Find each line in the records below that contains the word "chair" and copy those lines.

▶ _EXERCISE MATERIALS_

=-=-=-=-=

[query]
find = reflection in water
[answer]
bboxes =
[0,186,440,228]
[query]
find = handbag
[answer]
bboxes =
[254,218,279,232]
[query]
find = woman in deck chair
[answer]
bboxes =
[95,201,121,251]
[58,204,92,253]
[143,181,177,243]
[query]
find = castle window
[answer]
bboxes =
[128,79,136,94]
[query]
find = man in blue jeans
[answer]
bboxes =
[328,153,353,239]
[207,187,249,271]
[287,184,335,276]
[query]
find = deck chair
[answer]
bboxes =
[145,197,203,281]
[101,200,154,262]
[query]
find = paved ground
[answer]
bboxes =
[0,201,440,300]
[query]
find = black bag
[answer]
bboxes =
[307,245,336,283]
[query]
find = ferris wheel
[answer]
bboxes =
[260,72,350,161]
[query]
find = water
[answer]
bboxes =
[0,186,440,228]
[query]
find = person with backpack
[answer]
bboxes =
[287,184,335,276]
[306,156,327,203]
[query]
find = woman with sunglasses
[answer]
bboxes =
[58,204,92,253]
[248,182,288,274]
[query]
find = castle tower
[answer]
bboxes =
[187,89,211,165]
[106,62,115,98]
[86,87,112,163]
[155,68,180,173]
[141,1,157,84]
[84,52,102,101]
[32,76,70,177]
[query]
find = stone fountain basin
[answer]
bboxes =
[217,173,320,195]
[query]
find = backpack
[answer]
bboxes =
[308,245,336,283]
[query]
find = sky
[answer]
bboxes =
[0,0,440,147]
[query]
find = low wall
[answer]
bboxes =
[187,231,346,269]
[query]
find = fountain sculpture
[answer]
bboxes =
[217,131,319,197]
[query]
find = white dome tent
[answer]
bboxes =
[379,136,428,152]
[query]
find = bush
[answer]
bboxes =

=-=-=-=-=

▶ _EXPECTED ANSWER_
find = woman in deck chair
find = deck chair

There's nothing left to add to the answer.